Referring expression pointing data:

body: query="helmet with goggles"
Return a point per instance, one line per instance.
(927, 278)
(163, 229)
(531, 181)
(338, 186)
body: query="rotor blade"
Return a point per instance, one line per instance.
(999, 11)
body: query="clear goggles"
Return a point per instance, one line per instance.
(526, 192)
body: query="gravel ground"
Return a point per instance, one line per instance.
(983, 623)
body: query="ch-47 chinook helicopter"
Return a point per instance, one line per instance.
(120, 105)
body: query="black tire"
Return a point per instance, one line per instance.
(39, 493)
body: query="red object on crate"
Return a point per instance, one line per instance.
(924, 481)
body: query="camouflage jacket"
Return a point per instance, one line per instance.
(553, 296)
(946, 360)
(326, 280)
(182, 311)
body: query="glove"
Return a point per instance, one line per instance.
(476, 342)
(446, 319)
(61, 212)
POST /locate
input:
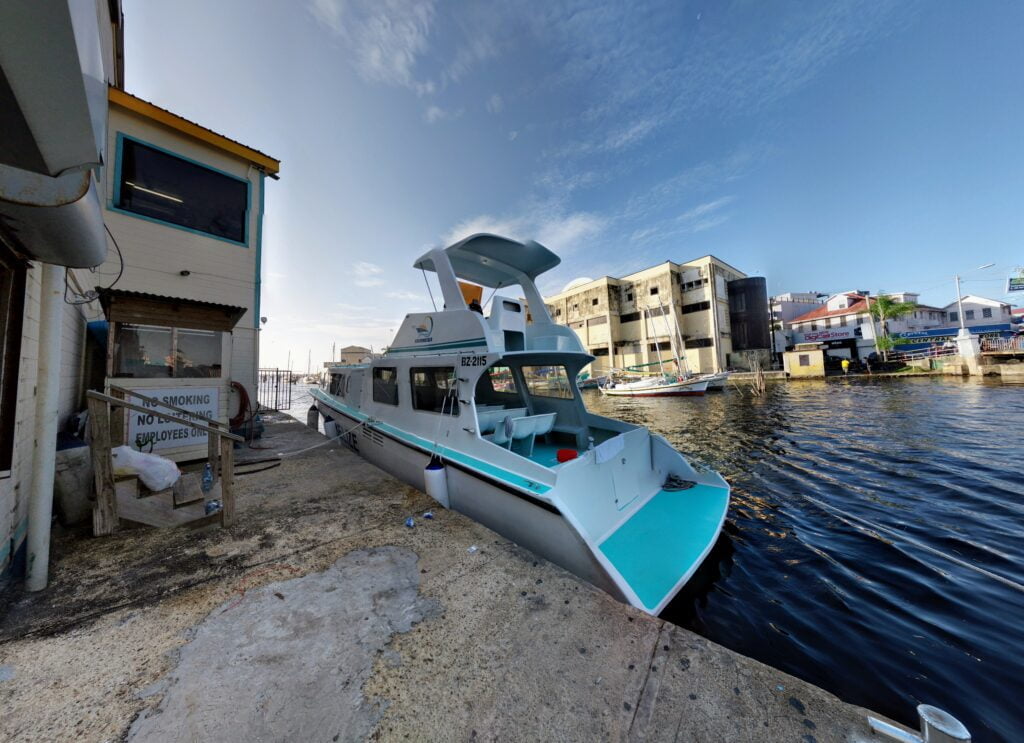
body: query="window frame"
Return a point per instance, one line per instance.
(116, 199)
(376, 382)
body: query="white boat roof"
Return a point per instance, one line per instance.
(494, 261)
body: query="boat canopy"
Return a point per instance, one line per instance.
(494, 261)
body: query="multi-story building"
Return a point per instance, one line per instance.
(708, 311)
(130, 247)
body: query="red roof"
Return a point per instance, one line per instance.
(857, 305)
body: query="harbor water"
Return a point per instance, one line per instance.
(802, 581)
(867, 614)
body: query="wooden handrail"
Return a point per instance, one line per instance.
(155, 401)
(117, 402)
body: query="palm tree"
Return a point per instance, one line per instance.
(884, 309)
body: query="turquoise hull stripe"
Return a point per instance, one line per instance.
(474, 343)
(480, 466)
(665, 540)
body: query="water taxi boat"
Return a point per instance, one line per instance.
(484, 414)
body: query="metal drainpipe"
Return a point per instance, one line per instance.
(47, 403)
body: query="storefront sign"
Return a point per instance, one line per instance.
(834, 334)
(148, 433)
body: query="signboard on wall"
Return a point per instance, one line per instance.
(835, 334)
(148, 433)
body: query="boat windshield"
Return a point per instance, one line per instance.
(552, 381)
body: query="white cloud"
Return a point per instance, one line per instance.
(367, 274)
(434, 114)
(385, 37)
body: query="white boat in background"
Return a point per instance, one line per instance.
(484, 414)
(663, 386)
(716, 381)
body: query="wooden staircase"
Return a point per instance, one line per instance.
(126, 498)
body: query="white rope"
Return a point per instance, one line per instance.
(283, 454)
(867, 526)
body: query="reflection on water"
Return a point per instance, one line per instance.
(879, 621)
(875, 619)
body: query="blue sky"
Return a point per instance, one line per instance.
(826, 145)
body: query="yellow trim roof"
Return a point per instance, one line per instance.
(180, 124)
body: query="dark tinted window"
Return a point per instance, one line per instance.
(163, 186)
(386, 385)
(434, 389)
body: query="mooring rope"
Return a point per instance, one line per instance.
(283, 454)
(866, 525)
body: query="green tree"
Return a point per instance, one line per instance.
(885, 309)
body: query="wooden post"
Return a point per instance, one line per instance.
(226, 481)
(104, 511)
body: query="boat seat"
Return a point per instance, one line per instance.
(518, 434)
(491, 416)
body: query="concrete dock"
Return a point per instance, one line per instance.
(321, 616)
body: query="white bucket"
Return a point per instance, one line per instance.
(435, 482)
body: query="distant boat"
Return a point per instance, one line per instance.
(484, 414)
(663, 386)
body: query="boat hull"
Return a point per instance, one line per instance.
(528, 522)
(688, 389)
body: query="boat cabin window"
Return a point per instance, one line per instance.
(386, 385)
(434, 389)
(547, 381)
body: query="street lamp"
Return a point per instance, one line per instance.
(960, 299)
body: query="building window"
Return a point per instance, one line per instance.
(695, 307)
(386, 385)
(159, 352)
(154, 183)
(434, 389)
(12, 275)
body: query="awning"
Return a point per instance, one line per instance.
(154, 309)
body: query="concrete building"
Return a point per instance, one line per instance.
(130, 246)
(717, 310)
(978, 311)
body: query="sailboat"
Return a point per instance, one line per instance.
(484, 414)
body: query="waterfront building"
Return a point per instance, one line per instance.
(978, 311)
(130, 248)
(719, 311)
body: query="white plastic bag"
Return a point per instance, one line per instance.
(156, 472)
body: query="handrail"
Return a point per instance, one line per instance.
(165, 416)
(154, 400)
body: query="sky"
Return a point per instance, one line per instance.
(828, 146)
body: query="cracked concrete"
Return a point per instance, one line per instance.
(235, 635)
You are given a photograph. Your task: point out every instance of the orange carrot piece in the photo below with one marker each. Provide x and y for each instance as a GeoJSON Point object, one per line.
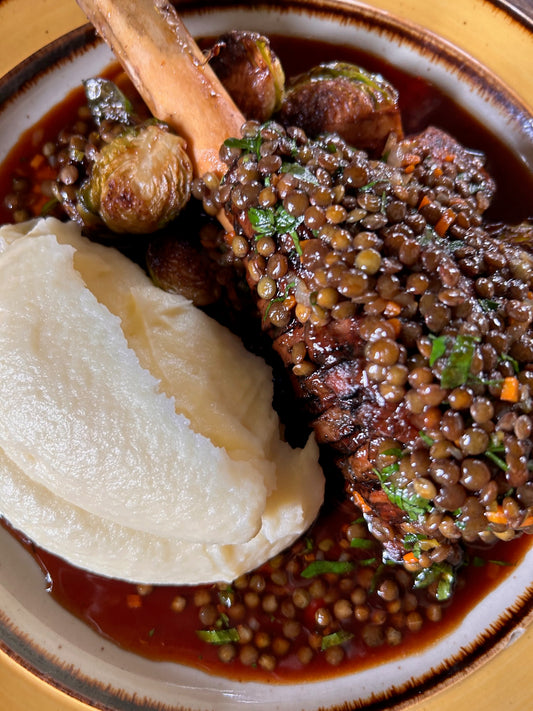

Try it: Transcribe each entry exactly; images stay out.

Reply:
body: query="helmet with goggles"
Return a point per instance, one line per instance.
(927, 278)
(163, 229)
(531, 181)
(338, 186)
body: query="rotor blade"
Return a point per instance, one line per instance.
(999, 11)
body: query="clear goggles"
Return a point per instance, one line per instance.
(526, 192)
body: query="gravel ground"
Return a point per instance, one line per instance.
(983, 623)
body: query="ch-47 chinook helicopter"
Return a point per instance, one line per instance.
(120, 105)
body: query="black tire"
Return a point per instance, one line per instance.
(39, 493)
body: query="red object on crate"
Return a point per instance, one line per instance.
(924, 481)
body: query="camouflage jacket"
Return a point per instance, one line per instance.
(553, 296)
(946, 360)
(326, 280)
(182, 311)
body: query="glove"
Return a point per instance, one line per instance.
(476, 342)
(446, 319)
(61, 212)
POST /locate
input:
body: query="window frame"
Return a point per instance, one line per instance.
(116, 199)
(376, 382)
body: query="white boat roof"
Return a point per instance, one line per instance.
(494, 261)
body: query="boat canopy"
Return a point per instance, one line per instance.
(494, 261)
body: query="multi-story building"
Return a point per instance, one line per instance.
(708, 311)
(130, 247)
body: query="red roof"
Return a point per instance, one line per instance.
(857, 305)
body: query="harbor water"
Return a point per instance, one line per instance.
(802, 581)
(867, 614)
body: query="wooden handrail"
Return a point per instance, one line per instance.
(155, 401)
(117, 402)
body: query="palm tree"
Return a point per instance, one line per instance.
(884, 309)
body: query="turquoise hull stripe"
Return a point per instance, one line per instance.
(474, 343)
(480, 466)
(665, 540)
body: query="water taxi boat"
Return a point per instance, one line per instance.
(484, 414)
body: query="metal drainpipe"
Return a point per instance, one line per instance.
(47, 403)
body: query="storefront sign"
Return a point per instance, one line per instance.
(834, 334)
(148, 433)
body: query="signboard on wall"
Return a point per instance, one line per instance.
(835, 334)
(148, 433)
body: query="boat windshield"
Return a point per instance, one line per instance.
(552, 381)
body: query="white cloud"
Return a point per instance, one line per instance.
(367, 274)
(434, 114)
(385, 37)
body: query="white boat in background"
Return a point per instance, one line per instance.
(484, 414)
(663, 386)
(716, 381)
body: query="wooden staircase"
Return a point per instance, one line per instance.
(126, 498)
body: query="white rope"
Return a point per instance, one line per instance.
(283, 454)
(867, 526)
body: query="reflection on water"
Return a point per instance, one line per instance.
(879, 621)
(875, 619)
body: query="blue sky"
Return a point per instance, one line per instance.
(826, 145)
body: query="yellow trim roof"
Return a point per instance, one line per instance.
(180, 124)
body: query="dark tinted window"
Return a point per instance, one line per instance.
(163, 186)
(386, 385)
(434, 389)
body: query="mooring rope"
Return a point per instance, one line per instance.
(283, 454)
(866, 525)
body: query="green tree"
Return a point per instance, one line per instance.
(885, 309)
body: query="wooden post"
Return a point per instance, one line per instance.
(226, 481)
(104, 511)
body: query="boat seat"
Return a point per instance, one line per instance.
(518, 434)
(491, 416)
body: query="concrete dock"
Return a point per instance, one line per instance.
(321, 616)
body: query="white bucket"
Return a point per instance, one line per instance.
(435, 482)
body: query="distant boat"
Return a point per instance, one line per instance.
(484, 414)
(663, 386)
body: query="boat hull"
Return a point per instance, one line per instance.
(528, 522)
(688, 389)
body: query="boat cabin window"
Return a point per instance, one line per instance.
(386, 385)
(434, 389)
(547, 381)
body: query="street lamp"
Return a point per instance, one line per instance.
(960, 299)
body: query="building window"
Return a point per instance, one line per instance.
(695, 307)
(386, 385)
(159, 352)
(154, 183)
(434, 389)
(12, 275)
body: query="awning"
Return a point per instance, one line per instance.
(154, 309)
body: query="concrete building"
Return a point per instance, one line per instance.
(130, 246)
(717, 310)
(978, 311)
body: query="sailboat"
Return a point per instance, one line per instance.
(484, 414)
body: query="waterfront building"
Return a point per instance, one line per instance.
(978, 311)
(130, 248)
(719, 311)
body: query="white plastic bag"
Return a point per instance, one line per instance.
(156, 472)
body: query="handrail"
Return a point per instance, one line per instance.
(165, 416)
(154, 400)
body: query="sky"
Return a point per instance, one line per instance.
(828, 146)
body: query="cracked concrete"
Return a point per instance, one line per instance.
(235, 635)
You are given a photograph. Your task: point out every instance of the orange carrot piece in the photo below with one marker each. Provide x and y for each instance as a GeoJSON Point object, one per line.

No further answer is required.